■ Aim of the task
The answer should consist of each line below that contains the word "glasses".
Segment Open
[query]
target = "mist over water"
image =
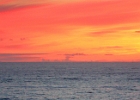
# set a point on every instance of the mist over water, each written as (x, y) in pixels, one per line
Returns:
(69, 81)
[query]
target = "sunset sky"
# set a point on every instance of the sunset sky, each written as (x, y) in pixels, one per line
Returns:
(69, 30)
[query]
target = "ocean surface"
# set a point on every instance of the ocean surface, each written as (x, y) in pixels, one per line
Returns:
(69, 81)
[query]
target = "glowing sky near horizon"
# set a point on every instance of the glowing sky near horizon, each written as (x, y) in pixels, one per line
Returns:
(69, 30)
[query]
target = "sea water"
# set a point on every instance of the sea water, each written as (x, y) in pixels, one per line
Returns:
(69, 81)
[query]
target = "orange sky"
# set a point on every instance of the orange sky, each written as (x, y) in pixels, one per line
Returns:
(69, 30)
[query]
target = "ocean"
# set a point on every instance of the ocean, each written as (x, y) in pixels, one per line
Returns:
(70, 81)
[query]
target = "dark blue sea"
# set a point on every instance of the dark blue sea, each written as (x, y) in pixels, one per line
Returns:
(69, 81)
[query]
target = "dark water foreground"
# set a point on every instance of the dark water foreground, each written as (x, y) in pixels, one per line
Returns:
(69, 81)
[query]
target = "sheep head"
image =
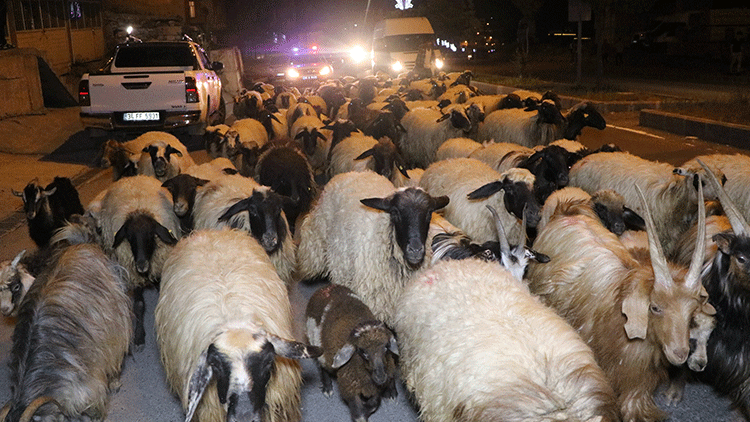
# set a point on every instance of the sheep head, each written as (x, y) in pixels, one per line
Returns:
(241, 360)
(410, 212)
(373, 342)
(265, 218)
(663, 310)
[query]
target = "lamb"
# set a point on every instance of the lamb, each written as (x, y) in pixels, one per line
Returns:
(360, 153)
(138, 229)
(464, 180)
(427, 129)
(526, 128)
(72, 334)
(476, 345)
(606, 205)
(358, 349)
(630, 306)
(48, 209)
(671, 191)
(285, 169)
(457, 148)
(223, 314)
(367, 235)
(241, 203)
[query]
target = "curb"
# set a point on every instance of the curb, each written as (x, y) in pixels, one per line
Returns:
(731, 134)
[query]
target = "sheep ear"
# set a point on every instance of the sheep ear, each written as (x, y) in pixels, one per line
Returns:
(165, 235)
(293, 349)
(343, 355)
(487, 190)
(198, 383)
(632, 220)
(382, 204)
(119, 237)
(366, 154)
(392, 345)
(635, 307)
(17, 259)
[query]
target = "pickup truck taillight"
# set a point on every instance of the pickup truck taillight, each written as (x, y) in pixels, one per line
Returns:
(191, 90)
(84, 99)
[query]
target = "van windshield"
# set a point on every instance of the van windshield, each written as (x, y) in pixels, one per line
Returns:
(405, 42)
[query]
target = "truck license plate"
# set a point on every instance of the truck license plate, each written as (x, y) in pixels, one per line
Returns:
(141, 116)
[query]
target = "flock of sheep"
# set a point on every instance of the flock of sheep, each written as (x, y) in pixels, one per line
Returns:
(470, 246)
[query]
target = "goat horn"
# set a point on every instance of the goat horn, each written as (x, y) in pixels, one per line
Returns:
(738, 222)
(4, 411)
(692, 279)
(501, 237)
(662, 275)
(34, 406)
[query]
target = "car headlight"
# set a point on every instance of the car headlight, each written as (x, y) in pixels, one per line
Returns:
(358, 54)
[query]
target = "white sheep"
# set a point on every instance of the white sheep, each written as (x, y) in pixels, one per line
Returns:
(367, 235)
(527, 128)
(457, 148)
(223, 314)
(471, 184)
(241, 203)
(427, 129)
(476, 345)
(671, 191)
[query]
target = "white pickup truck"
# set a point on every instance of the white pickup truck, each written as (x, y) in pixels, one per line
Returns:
(153, 86)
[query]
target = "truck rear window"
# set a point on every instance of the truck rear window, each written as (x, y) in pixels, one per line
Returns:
(145, 55)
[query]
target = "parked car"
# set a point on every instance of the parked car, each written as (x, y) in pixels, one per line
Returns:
(153, 86)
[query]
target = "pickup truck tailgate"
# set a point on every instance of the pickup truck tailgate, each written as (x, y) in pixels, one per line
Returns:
(137, 92)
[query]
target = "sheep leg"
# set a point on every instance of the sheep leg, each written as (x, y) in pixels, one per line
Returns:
(325, 378)
(139, 309)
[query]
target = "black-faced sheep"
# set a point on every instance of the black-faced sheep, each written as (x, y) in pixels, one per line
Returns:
(527, 128)
(224, 329)
(73, 330)
(241, 203)
(47, 209)
(471, 184)
(477, 346)
(631, 307)
(357, 348)
(367, 235)
(427, 129)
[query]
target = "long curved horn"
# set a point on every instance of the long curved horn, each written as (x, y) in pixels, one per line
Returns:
(738, 222)
(501, 237)
(4, 411)
(662, 275)
(693, 277)
(34, 406)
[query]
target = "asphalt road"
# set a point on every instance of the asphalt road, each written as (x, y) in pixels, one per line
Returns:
(145, 397)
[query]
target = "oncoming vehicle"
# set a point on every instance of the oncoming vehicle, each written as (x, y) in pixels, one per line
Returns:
(405, 44)
(153, 86)
(306, 69)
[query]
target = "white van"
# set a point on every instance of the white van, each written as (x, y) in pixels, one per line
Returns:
(396, 43)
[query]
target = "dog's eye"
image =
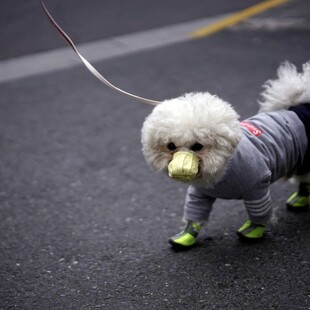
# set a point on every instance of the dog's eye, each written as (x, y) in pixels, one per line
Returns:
(196, 147)
(171, 146)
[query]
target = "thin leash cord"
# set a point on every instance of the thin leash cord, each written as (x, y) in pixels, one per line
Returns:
(90, 66)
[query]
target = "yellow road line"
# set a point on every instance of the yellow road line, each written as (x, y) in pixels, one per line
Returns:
(236, 18)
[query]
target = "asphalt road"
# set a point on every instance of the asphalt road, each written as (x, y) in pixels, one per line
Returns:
(84, 221)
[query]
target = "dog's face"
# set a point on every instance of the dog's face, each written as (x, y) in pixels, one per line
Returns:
(200, 125)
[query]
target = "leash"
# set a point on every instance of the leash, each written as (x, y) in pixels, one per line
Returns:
(89, 66)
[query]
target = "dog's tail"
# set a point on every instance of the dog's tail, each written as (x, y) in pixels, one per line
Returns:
(290, 89)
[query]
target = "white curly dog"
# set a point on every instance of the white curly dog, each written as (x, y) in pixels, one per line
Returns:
(198, 138)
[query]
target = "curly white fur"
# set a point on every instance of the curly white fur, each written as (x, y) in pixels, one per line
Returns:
(192, 118)
(290, 89)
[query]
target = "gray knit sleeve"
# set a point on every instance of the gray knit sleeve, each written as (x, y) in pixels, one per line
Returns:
(258, 202)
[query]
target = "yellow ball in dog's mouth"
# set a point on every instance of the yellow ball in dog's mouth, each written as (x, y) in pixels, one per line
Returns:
(184, 166)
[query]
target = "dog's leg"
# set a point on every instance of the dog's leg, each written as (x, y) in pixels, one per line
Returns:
(299, 201)
(196, 213)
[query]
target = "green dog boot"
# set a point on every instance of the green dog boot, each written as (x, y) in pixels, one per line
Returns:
(251, 231)
(187, 237)
(299, 201)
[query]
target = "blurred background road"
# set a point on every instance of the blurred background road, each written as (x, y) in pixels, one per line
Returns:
(84, 221)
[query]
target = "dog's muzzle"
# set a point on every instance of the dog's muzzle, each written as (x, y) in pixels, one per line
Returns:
(184, 166)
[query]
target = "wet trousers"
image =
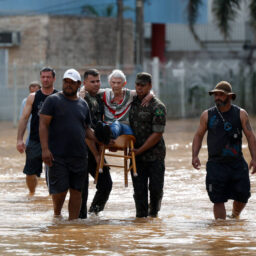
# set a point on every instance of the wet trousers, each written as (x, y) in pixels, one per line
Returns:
(150, 178)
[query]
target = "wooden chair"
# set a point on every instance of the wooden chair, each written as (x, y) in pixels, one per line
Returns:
(122, 143)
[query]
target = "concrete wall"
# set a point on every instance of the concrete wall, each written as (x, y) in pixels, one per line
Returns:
(63, 42)
(78, 41)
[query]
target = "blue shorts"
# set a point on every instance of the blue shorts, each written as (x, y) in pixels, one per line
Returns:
(228, 181)
(34, 161)
(66, 173)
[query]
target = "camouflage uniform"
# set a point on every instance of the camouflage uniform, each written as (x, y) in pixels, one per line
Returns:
(150, 164)
(104, 184)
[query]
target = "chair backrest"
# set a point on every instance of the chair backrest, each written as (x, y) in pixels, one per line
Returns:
(123, 141)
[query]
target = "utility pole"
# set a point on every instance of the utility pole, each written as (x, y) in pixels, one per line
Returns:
(139, 35)
(119, 34)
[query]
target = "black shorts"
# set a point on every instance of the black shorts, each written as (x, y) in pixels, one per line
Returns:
(228, 181)
(34, 161)
(66, 173)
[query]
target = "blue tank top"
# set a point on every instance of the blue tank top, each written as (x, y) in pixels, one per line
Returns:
(224, 137)
(36, 107)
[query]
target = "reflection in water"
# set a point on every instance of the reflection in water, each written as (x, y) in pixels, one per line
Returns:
(185, 225)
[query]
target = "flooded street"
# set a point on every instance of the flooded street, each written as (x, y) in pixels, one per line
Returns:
(185, 225)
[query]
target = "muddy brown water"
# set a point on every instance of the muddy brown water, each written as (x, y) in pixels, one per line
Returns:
(185, 225)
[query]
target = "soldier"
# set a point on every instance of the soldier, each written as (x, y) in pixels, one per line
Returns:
(148, 125)
(104, 184)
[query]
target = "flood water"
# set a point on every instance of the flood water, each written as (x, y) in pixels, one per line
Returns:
(185, 225)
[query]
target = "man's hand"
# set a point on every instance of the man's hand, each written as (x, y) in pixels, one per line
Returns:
(47, 157)
(196, 162)
(20, 146)
(136, 151)
(253, 166)
(146, 100)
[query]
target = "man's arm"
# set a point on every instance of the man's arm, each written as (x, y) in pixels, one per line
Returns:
(250, 138)
(44, 124)
(146, 100)
(90, 134)
(198, 138)
(23, 123)
(149, 143)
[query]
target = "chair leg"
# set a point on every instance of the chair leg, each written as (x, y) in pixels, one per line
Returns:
(133, 160)
(99, 168)
(125, 168)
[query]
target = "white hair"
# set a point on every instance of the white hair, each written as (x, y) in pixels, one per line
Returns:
(117, 73)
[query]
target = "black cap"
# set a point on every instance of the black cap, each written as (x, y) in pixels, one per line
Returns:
(143, 78)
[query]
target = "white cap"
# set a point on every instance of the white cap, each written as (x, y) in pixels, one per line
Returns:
(72, 74)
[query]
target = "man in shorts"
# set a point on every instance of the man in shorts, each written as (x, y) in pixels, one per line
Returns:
(227, 172)
(33, 166)
(64, 124)
(33, 87)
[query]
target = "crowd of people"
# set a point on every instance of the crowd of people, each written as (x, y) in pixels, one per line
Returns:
(68, 127)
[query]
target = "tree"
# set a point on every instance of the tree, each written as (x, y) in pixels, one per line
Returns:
(225, 12)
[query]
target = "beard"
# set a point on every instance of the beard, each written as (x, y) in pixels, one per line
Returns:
(221, 103)
(69, 93)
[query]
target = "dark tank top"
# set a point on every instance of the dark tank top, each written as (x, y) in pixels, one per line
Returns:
(36, 106)
(224, 139)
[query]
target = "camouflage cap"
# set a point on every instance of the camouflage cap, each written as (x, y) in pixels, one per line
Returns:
(224, 87)
(143, 78)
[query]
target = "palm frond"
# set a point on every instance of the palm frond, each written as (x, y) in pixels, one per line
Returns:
(252, 8)
(192, 15)
(90, 10)
(225, 11)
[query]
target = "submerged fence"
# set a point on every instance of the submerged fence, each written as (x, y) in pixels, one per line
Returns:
(183, 86)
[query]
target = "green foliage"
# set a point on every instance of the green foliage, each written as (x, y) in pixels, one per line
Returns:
(225, 11)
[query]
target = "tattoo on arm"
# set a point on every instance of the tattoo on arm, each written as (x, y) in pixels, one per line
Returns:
(248, 126)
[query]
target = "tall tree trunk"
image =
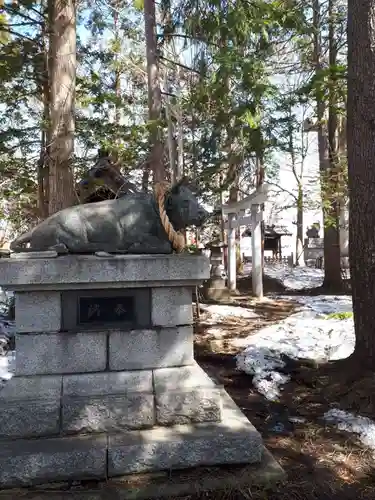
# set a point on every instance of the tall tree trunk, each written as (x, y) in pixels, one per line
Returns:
(332, 254)
(62, 72)
(154, 93)
(361, 170)
(43, 163)
(299, 260)
(332, 262)
(117, 77)
(299, 241)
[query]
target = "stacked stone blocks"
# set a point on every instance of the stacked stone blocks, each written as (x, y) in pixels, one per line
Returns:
(106, 400)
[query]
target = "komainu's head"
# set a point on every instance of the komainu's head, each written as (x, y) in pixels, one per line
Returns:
(183, 207)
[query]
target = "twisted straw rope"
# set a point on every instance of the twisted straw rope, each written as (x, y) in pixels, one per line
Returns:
(177, 240)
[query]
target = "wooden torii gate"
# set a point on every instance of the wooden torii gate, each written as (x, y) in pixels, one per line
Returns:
(235, 212)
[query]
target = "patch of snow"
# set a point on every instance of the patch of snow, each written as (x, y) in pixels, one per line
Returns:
(218, 311)
(363, 426)
(293, 278)
(322, 304)
(7, 367)
(305, 334)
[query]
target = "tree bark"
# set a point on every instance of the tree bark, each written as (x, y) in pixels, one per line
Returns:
(332, 254)
(299, 241)
(154, 93)
(361, 172)
(62, 73)
(332, 261)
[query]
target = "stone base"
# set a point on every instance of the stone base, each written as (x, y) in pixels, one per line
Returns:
(232, 441)
(62, 405)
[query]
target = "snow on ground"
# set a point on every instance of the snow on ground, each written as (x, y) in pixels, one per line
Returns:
(363, 426)
(7, 366)
(309, 333)
(293, 278)
(220, 311)
(306, 334)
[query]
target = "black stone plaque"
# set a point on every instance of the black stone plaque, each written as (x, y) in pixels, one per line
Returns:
(115, 309)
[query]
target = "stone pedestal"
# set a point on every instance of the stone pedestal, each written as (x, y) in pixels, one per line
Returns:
(106, 383)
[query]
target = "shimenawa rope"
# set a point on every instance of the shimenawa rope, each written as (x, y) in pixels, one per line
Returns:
(177, 239)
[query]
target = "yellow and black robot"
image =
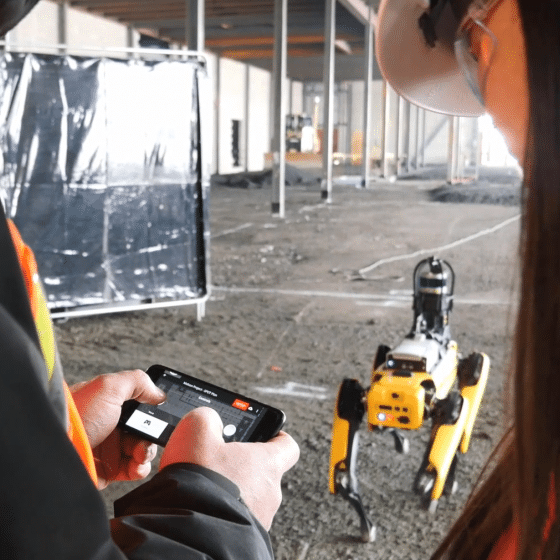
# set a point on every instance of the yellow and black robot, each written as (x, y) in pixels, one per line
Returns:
(422, 377)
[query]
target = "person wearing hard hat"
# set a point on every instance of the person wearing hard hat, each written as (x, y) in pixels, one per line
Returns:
(60, 445)
(461, 57)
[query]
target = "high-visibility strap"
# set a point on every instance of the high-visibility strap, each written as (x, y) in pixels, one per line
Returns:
(78, 436)
(43, 326)
(36, 296)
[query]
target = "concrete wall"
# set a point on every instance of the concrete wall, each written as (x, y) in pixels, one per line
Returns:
(241, 93)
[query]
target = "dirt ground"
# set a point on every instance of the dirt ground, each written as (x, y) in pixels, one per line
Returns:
(290, 316)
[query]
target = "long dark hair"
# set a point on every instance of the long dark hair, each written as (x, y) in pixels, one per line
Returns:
(523, 488)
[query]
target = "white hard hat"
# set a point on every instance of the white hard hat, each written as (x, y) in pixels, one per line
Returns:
(425, 74)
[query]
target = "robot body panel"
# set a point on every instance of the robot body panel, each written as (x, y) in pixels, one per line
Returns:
(395, 401)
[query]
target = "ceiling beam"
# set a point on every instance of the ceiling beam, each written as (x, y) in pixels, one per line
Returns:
(360, 10)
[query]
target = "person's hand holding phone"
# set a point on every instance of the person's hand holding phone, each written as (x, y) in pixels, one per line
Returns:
(117, 455)
(256, 468)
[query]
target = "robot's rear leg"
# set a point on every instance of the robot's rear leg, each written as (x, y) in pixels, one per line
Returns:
(437, 471)
(402, 444)
(348, 414)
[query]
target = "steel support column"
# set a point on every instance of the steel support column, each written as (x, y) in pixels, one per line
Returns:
(398, 151)
(279, 69)
(407, 113)
(417, 136)
(452, 150)
(62, 25)
(423, 136)
(194, 25)
(328, 101)
(368, 76)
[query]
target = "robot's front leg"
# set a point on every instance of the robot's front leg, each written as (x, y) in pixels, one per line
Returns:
(348, 414)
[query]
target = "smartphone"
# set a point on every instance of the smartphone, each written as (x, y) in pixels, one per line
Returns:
(244, 419)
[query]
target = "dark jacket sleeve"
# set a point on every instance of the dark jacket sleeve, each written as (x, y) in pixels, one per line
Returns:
(188, 512)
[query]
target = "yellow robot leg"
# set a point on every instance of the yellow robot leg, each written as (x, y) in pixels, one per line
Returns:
(473, 375)
(348, 414)
(437, 472)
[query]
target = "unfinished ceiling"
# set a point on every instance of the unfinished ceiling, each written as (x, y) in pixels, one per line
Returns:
(244, 30)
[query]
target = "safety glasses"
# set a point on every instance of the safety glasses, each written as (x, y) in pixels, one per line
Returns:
(475, 65)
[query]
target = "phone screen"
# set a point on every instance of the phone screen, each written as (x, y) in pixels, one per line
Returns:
(244, 419)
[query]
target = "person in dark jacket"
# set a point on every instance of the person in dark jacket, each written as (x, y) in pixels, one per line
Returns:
(60, 445)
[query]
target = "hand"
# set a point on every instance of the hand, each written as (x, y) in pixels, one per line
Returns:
(117, 455)
(256, 468)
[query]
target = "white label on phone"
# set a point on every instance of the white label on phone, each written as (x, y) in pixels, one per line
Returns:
(146, 423)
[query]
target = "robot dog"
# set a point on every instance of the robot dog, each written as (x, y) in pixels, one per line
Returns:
(422, 377)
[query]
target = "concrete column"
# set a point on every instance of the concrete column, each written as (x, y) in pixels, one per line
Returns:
(368, 76)
(194, 25)
(279, 69)
(328, 101)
Segment Closed
■ Final answer
target = "safety glasses"
# set a point on every instance of the safety glasses, each written as (x, y) in pixels, one per line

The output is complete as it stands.